# What's my lighting level?



## pogobbler (Jan 4, 2013)

I've got a standard 10 gallon tank with a 16" Finnex FugeRay Planted +, sitting on the glass top on it's feet and was wondering what light level this would be considered.


----------



## Gizmo (Dec 6, 2010)

Finnex Ray II (Closest I could find to Planted +)
PAR Data(Source) PAR vs. Distance from source
16" fixture: 130 PAR @ 6", 49 PAR @ 12", 27 PAR @ 18"

Source: LED Lighting Compendium

High light - more than 50 micromols of PAR - pressurized CO2 is essential to avoid major algae problems.

Source: Lighting an Aquarium with PAR instead of Watts


----------



## coralbandit (Jul 29, 2012)

here's some info on your light I dug up;
ULTIMATE PLANT LED: Finnex FugeRAY Planted+ LED ...coming soon


----------



## Raymond S. (Jan 11, 2013)

In one of these articles around here that someone has on PAR for various fixtures they have a message from Finnex saying
that the level of quality of their PAR meters is good for what they have been doing but since the red lights came out in
the Planted+, that this meter they have does not recognize the light from them. They therefor say they at the present time
are not able to give a PAR for the Planted+.
But since those red lights are in(supposedly)the perfect spectrum for the plants, they can't be ignored.
So I'd look at whatever the PAR is on the 16" RAY II as being right for your light.
The only reservation I might have/w that is that they removed so many bulbs to replace them/w the red ones so
it depends on how much the red balances the white because you did loose that same number of the white bulbs.
In any event, if you start seeing algae, you can always add a layer or two of screen wire between the bulbs and the water.
Each layer cuts the PAR by X amount.


----------



## jrman83 (Jul 9, 2010)

If you have algae problems I would elevate the light. This will reduce PAR and will actually even out the light more on the tank. I also would only run the light for 6hrs in the beginning and see how the tank does. If you don't go crazy with algae after 3wks or so, maybe go to 7hrs. I'm pretty sure you will be at your limit then...providing the data referenced is correct.


----------

= Data =
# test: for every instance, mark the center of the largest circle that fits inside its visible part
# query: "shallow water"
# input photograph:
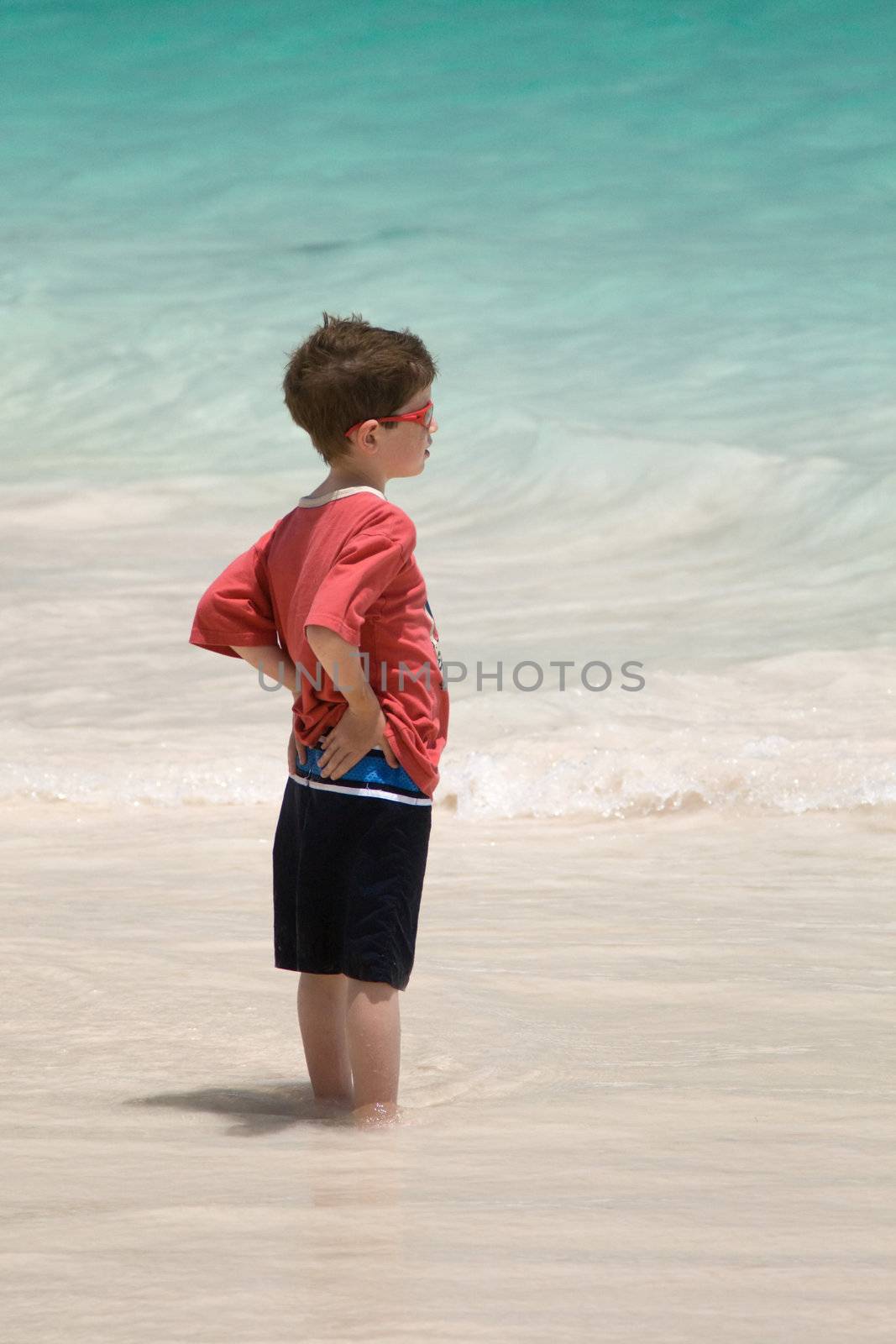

= What is being asked =
Reproduce the passage of the aquarium lighting thread from "## pogobbler (Jan" to "would be considered." without alteration.

= Exercise result =
## pogobbler (Jan 4, 2013)

I've got a standard 10 gallon tank with a 16" Finnex FugeRay Planted +, sitting on the glass top on it's feet and was wondering what light level this would be considered.